Selected extract –

One work around you might try is to use the API call to “acc_attach” instead of the pragma version.

#ifdef _OPENACC
#include <openacc.h>
#endif 
....
acc_attach((void**) &ptr);

-Mat

Thanks a lot, Mat, for the detailed explanations with examples!

The workaround of using OpenACC API acc_attach works, and fixes the problem in the code. The cause was indeed related to ‘attach’: the pointer member in the parent class needs to be explicitly attached/associated with the parent class, because its creation is outside of the parent class’s context (i.e. in a child class). This is a very valuable lesson.

Thanks again,
Shine

The workaround of using OpenACC API acc_attach works, and fixes the problem in the code.

That’s great, but if you could still send us a reproducing example, we’d appreciate it. I don’t see any similar bugs so this one is new and I’d like to get it fixed.

Thanks,
Mat

Hi Mat,

Sure, I spent some time on it, and now I have eventually got a simpler code that reproduces the error. To be safe (the code is proprietary), I will discuss this with my boss as he comes back from his vacation the coming Monday (May 20). I will be in touch.

Thanks again for your help,
Shine

Hi Mat,

I have sent an e-mail with the small reproducer code to trs@pgroup.com, after talking with my boss. The title of the e-mail is “Reporting a potential PGI compiler bug with pragma acc enter data attach”. Thanks again for the help!

Cheers,
Shine

Thanks Shine!

I was able to reproduce the error with the attach clause here and filed a problem report (TPR#27182).

-Mat

Data provided –
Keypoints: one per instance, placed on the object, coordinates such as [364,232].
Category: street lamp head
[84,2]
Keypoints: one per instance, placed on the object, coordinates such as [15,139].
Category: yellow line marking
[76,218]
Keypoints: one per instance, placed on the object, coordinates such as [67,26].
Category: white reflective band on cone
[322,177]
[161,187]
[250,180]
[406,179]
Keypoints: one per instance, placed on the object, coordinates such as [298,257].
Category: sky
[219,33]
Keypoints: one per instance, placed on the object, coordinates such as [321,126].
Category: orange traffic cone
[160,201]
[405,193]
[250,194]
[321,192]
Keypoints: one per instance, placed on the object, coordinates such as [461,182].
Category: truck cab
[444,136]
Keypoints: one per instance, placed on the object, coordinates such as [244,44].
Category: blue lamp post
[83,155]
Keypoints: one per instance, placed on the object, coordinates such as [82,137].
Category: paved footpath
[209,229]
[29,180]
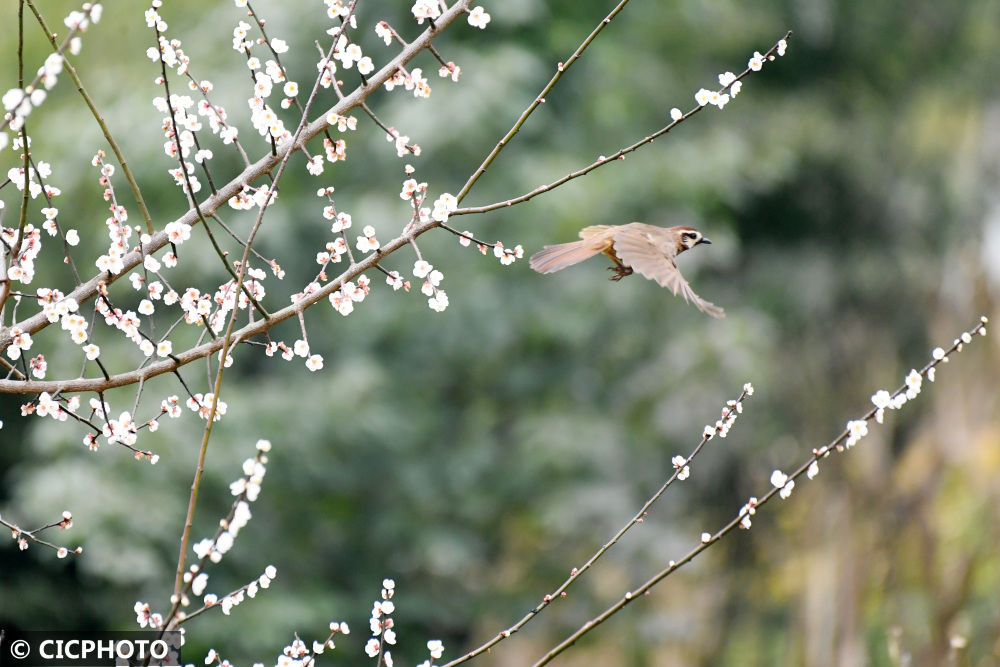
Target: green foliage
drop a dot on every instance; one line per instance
(477, 455)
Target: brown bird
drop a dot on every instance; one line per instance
(648, 249)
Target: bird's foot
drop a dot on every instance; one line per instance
(619, 272)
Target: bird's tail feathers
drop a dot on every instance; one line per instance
(555, 257)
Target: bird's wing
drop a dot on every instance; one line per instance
(642, 252)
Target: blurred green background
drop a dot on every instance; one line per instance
(477, 455)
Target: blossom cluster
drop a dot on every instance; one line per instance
(246, 490)
(857, 429)
(381, 624)
(730, 83)
(18, 102)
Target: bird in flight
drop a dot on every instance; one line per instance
(650, 250)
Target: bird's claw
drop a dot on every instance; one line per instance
(619, 272)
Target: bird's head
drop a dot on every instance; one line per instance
(688, 237)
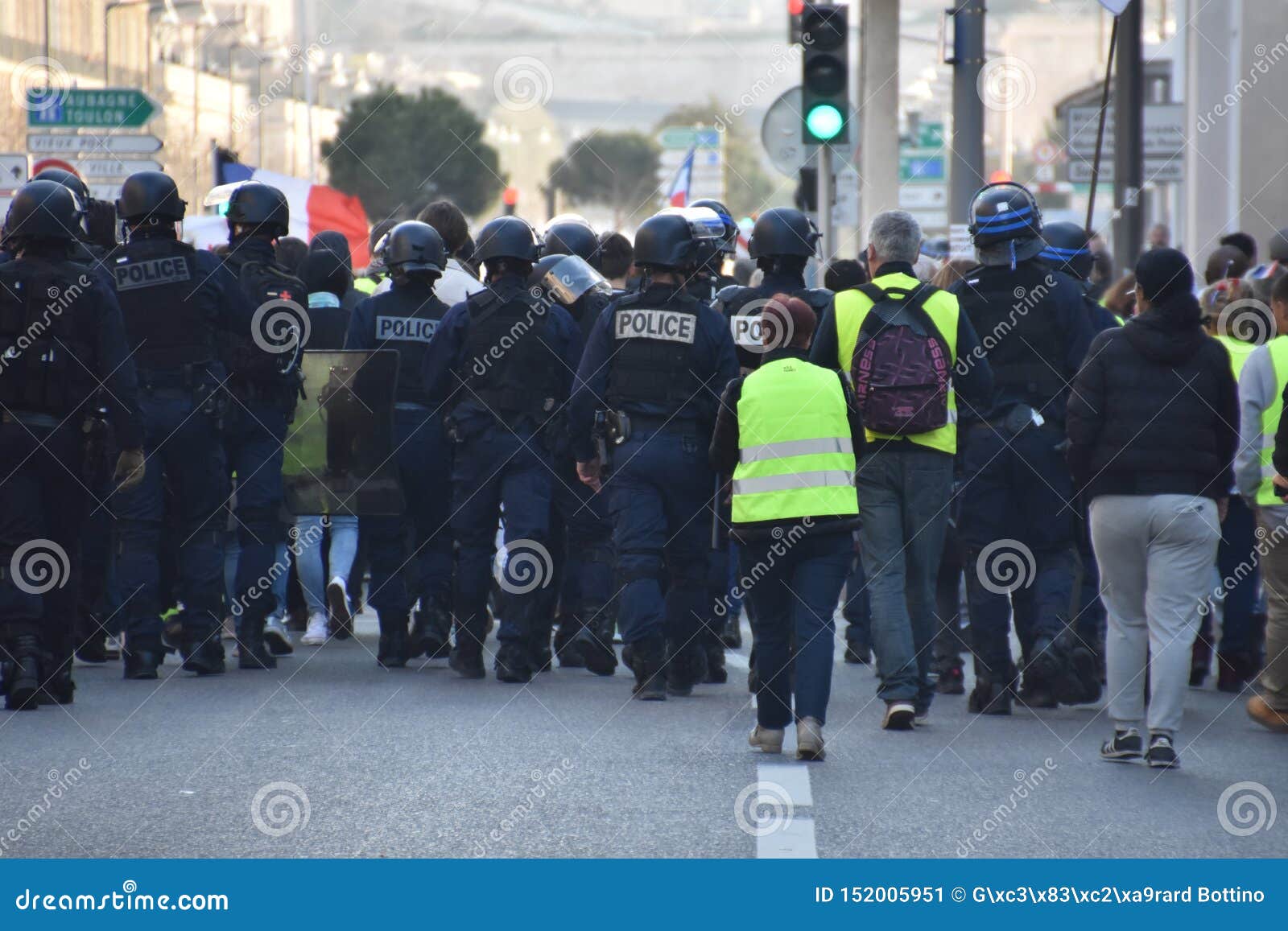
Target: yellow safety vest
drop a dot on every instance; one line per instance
(796, 455)
(852, 307)
(1278, 349)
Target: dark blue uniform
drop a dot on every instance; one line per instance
(174, 300)
(61, 339)
(663, 358)
(1017, 486)
(405, 319)
(506, 365)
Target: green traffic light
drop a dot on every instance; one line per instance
(824, 122)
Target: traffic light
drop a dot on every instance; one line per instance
(826, 74)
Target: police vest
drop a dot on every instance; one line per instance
(654, 344)
(406, 319)
(171, 312)
(1278, 349)
(795, 451)
(1240, 352)
(48, 326)
(506, 364)
(853, 307)
(742, 307)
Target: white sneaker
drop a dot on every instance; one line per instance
(316, 632)
(276, 636)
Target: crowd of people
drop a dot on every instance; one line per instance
(592, 438)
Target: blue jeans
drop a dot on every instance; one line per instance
(184, 454)
(254, 442)
(491, 470)
(308, 554)
(905, 496)
(796, 592)
(657, 495)
(411, 554)
(1017, 489)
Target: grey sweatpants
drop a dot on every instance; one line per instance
(1156, 555)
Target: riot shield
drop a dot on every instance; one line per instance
(341, 446)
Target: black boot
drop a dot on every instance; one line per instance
(647, 658)
(513, 663)
(392, 652)
(23, 674)
(143, 656)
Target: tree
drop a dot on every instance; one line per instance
(618, 169)
(749, 188)
(398, 152)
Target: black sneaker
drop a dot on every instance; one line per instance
(1161, 753)
(1125, 746)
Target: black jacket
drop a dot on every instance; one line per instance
(723, 452)
(1154, 409)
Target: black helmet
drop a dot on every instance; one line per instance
(68, 179)
(783, 231)
(1005, 214)
(572, 235)
(678, 237)
(44, 210)
(731, 238)
(150, 196)
(259, 205)
(1067, 249)
(508, 237)
(415, 246)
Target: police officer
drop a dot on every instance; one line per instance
(1017, 492)
(660, 360)
(405, 319)
(61, 338)
(782, 244)
(504, 358)
(263, 388)
(580, 529)
(174, 300)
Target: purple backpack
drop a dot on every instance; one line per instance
(902, 366)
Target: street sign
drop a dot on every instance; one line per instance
(115, 167)
(13, 171)
(113, 107)
(93, 145)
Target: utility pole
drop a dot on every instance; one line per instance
(1129, 138)
(968, 60)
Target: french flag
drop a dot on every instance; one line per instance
(679, 195)
(313, 206)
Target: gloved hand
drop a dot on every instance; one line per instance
(129, 469)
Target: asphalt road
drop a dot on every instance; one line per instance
(332, 756)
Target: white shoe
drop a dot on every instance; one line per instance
(316, 632)
(809, 739)
(277, 637)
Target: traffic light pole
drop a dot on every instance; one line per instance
(968, 173)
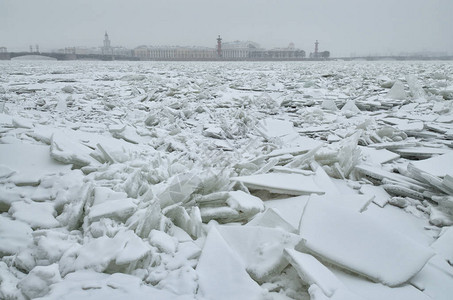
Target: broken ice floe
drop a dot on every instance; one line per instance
(353, 242)
(149, 155)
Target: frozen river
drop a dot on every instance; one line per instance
(226, 180)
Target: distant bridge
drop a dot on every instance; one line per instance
(66, 56)
(110, 57)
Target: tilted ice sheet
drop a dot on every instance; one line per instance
(352, 241)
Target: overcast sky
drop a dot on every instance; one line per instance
(343, 27)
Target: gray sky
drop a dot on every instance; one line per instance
(342, 26)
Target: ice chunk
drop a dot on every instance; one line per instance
(19, 122)
(73, 211)
(115, 209)
(229, 206)
(68, 151)
(38, 215)
(444, 244)
(435, 279)
(350, 107)
(163, 241)
(438, 166)
(377, 157)
(272, 219)
(352, 202)
(385, 81)
(289, 208)
(134, 249)
(90, 285)
(260, 248)
(281, 183)
(361, 245)
(381, 197)
(397, 91)
(377, 291)
(416, 89)
(14, 236)
(271, 128)
(112, 254)
(328, 104)
(312, 272)
(5, 172)
(244, 203)
(8, 283)
(31, 162)
(179, 190)
(37, 282)
(221, 272)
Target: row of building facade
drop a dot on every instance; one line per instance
(237, 50)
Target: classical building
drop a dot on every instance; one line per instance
(174, 53)
(237, 50)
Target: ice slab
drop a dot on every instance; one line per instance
(381, 197)
(377, 156)
(376, 291)
(38, 215)
(289, 208)
(271, 128)
(435, 279)
(221, 272)
(312, 272)
(231, 206)
(272, 219)
(281, 183)
(36, 283)
(115, 209)
(90, 285)
(30, 162)
(260, 248)
(444, 244)
(356, 243)
(70, 151)
(114, 254)
(14, 235)
(397, 91)
(438, 166)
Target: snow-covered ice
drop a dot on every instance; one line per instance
(238, 180)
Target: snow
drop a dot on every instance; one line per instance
(222, 273)
(358, 244)
(238, 180)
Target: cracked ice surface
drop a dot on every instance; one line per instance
(190, 180)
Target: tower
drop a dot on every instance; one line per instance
(219, 46)
(107, 48)
(316, 48)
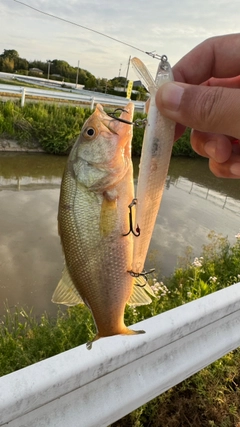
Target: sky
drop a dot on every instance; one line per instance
(170, 27)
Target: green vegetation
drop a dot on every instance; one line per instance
(55, 127)
(11, 62)
(209, 398)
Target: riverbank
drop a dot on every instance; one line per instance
(9, 145)
(209, 398)
(53, 129)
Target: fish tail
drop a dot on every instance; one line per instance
(125, 331)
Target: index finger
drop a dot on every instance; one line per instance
(215, 57)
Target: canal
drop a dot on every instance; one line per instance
(194, 203)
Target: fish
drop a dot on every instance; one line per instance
(154, 163)
(93, 221)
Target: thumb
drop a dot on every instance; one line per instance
(207, 109)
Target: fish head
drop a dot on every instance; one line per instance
(102, 151)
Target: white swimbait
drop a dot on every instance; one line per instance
(154, 163)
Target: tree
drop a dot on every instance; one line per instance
(7, 65)
(91, 83)
(10, 54)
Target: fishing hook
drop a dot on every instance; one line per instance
(138, 122)
(142, 274)
(131, 230)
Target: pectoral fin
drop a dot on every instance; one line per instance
(140, 295)
(65, 292)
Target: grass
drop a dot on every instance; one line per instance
(55, 128)
(209, 398)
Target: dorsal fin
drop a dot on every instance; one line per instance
(65, 292)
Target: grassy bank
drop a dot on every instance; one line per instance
(55, 127)
(209, 398)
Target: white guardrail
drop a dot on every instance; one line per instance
(79, 96)
(82, 388)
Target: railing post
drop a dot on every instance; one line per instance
(92, 103)
(23, 97)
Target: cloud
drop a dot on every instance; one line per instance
(166, 26)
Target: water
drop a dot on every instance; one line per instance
(194, 202)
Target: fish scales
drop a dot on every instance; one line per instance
(96, 190)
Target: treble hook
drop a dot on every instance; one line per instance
(131, 230)
(138, 122)
(142, 274)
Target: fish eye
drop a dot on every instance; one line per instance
(90, 132)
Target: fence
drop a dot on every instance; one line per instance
(79, 96)
(95, 388)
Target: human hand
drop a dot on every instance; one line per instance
(205, 96)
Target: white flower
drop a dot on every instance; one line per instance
(197, 262)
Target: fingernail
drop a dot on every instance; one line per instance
(235, 169)
(171, 95)
(210, 148)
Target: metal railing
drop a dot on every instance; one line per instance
(77, 96)
(95, 388)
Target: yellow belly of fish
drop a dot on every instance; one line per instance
(97, 254)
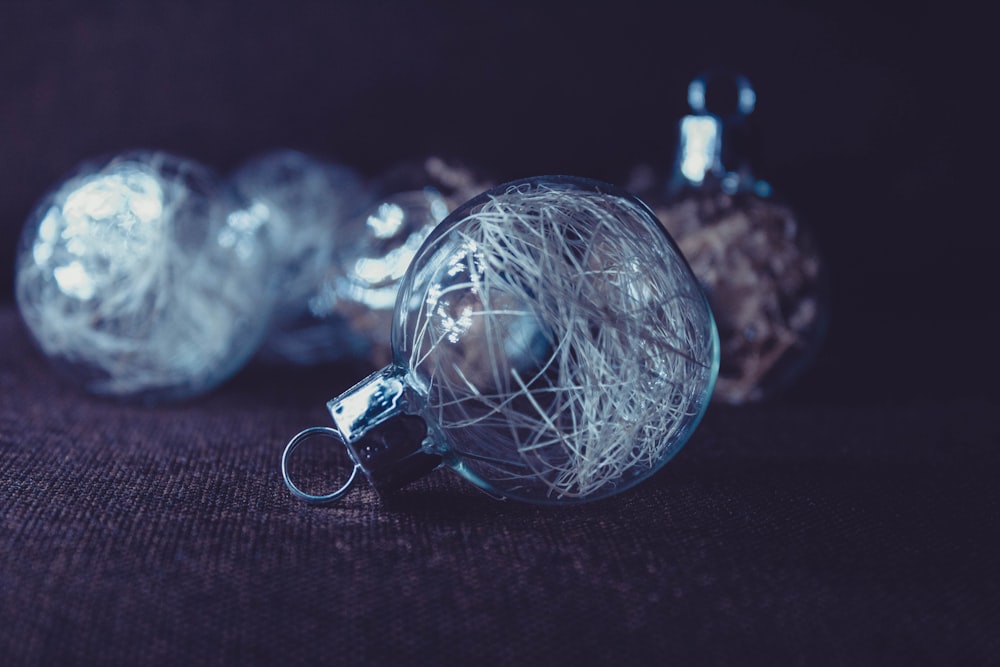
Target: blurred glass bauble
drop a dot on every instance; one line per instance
(308, 205)
(143, 276)
(376, 248)
(549, 344)
(759, 265)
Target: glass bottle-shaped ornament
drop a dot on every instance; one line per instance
(761, 269)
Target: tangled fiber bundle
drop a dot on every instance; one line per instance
(564, 348)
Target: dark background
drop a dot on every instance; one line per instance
(873, 121)
(850, 521)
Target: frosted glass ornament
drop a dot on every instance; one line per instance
(550, 345)
(308, 205)
(377, 246)
(760, 266)
(142, 276)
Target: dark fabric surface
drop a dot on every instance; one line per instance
(791, 534)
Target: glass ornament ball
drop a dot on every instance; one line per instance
(142, 276)
(308, 204)
(551, 342)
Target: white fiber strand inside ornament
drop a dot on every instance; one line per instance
(587, 354)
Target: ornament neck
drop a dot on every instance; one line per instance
(384, 439)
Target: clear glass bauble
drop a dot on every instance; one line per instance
(143, 276)
(553, 341)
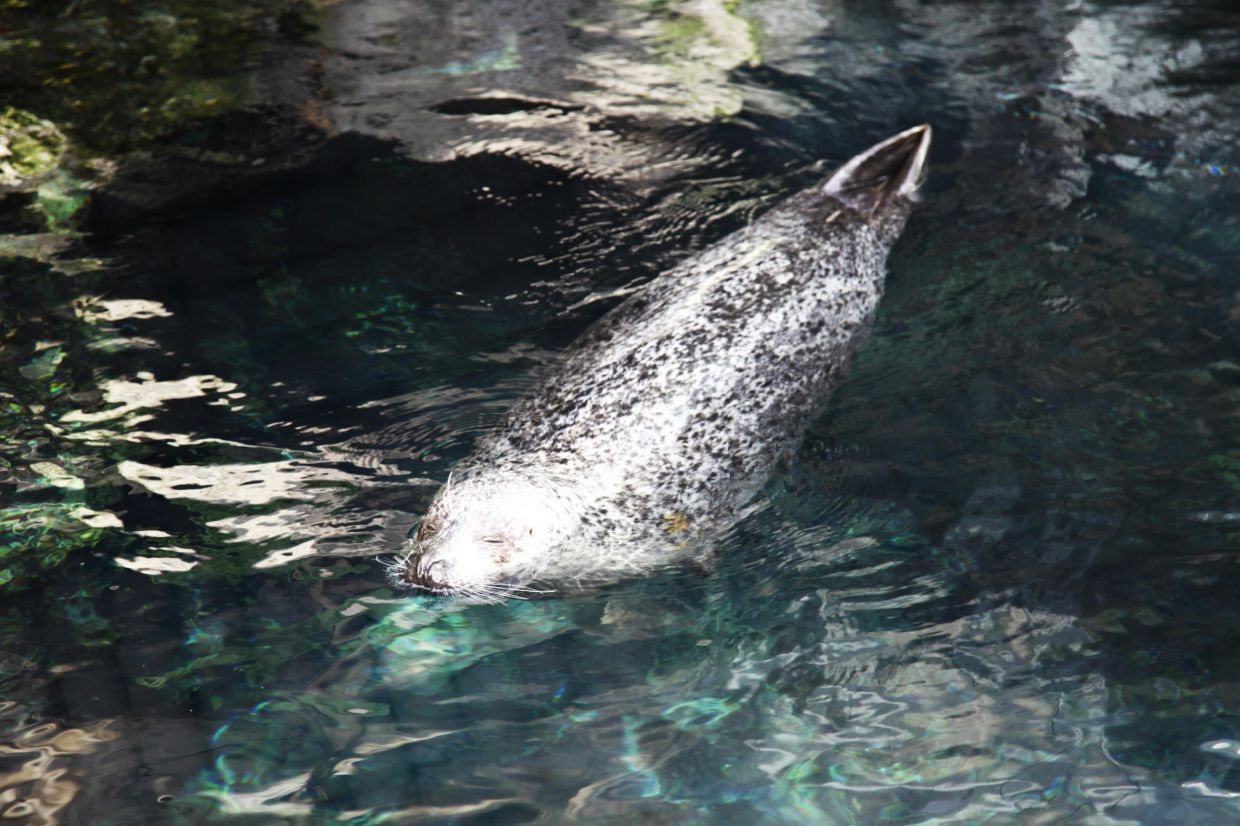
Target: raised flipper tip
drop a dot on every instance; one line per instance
(893, 168)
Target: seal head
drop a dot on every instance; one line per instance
(664, 421)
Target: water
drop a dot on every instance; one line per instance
(327, 246)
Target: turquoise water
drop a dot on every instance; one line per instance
(259, 292)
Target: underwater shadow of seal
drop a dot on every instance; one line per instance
(668, 414)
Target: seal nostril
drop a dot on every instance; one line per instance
(437, 571)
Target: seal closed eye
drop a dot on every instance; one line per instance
(666, 417)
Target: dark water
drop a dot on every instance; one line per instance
(269, 269)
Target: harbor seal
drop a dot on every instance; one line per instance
(666, 417)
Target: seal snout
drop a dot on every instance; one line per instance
(429, 573)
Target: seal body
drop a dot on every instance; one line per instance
(667, 416)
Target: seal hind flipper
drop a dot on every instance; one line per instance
(890, 169)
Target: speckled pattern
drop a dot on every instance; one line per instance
(667, 416)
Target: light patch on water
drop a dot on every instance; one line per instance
(158, 566)
(234, 484)
(98, 519)
(52, 474)
(283, 557)
(1116, 61)
(146, 392)
(96, 309)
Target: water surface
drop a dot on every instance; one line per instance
(269, 269)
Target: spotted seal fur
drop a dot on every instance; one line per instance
(667, 416)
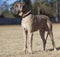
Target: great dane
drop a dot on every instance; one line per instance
(32, 23)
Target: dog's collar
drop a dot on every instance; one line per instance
(28, 13)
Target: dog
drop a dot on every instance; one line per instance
(32, 23)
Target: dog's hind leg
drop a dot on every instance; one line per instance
(43, 38)
(30, 42)
(25, 40)
(53, 43)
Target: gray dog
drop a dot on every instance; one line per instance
(32, 23)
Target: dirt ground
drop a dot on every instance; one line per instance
(11, 42)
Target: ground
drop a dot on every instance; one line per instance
(11, 42)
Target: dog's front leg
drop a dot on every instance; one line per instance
(25, 40)
(30, 42)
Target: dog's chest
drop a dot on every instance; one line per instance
(27, 22)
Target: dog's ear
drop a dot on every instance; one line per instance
(26, 8)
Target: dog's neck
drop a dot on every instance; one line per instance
(26, 14)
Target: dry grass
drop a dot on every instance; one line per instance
(11, 42)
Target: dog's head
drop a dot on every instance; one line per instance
(19, 8)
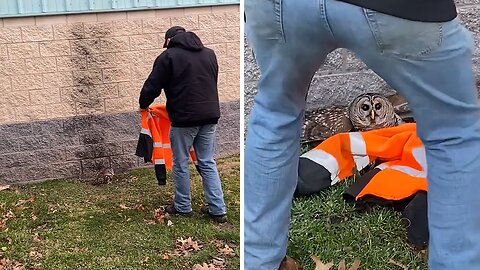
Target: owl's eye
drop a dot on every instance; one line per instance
(365, 107)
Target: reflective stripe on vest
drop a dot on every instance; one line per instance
(401, 174)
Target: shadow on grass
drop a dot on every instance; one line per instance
(73, 225)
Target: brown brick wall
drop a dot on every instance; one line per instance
(69, 87)
(71, 65)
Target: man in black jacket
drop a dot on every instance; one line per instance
(418, 47)
(188, 73)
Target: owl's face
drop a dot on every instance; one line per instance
(370, 111)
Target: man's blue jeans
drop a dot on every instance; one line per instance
(202, 138)
(428, 63)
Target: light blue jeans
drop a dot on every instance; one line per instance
(203, 140)
(428, 63)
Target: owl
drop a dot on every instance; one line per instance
(366, 112)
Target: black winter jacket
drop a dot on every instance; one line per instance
(415, 10)
(188, 73)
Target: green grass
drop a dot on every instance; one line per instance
(327, 227)
(79, 226)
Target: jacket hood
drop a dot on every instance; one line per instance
(188, 40)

To-do list –
(a) List every preprocessor directive in the code snippet of the forum thread on acc_attach.
(b) Retype the passage of the forum thread on acc_attach that opens with the words containing "#ifdef _OPENACC" and closes with "very valuable lesson.".

Expected results –
(a)
#ifdef _OPENACC
#include <openacc.h>
#endif

(b)
#ifdef _OPENACC
#include <openacc.h>
#endif 
....
acc_attach((void**) &ptr);

-Mat

Thanks a lot, Mat, for the detailed explanations with examples!

The workaround of using OpenACC API acc_attach works, and fixes the problem in the code. The cause was indeed related to ‘attach’: the pointer member in the parent class needs to be explicitly attached/associated with the parent class, because its creation is outside of the parent class’s context (i.e. in a child class). This is a very valuable lesson.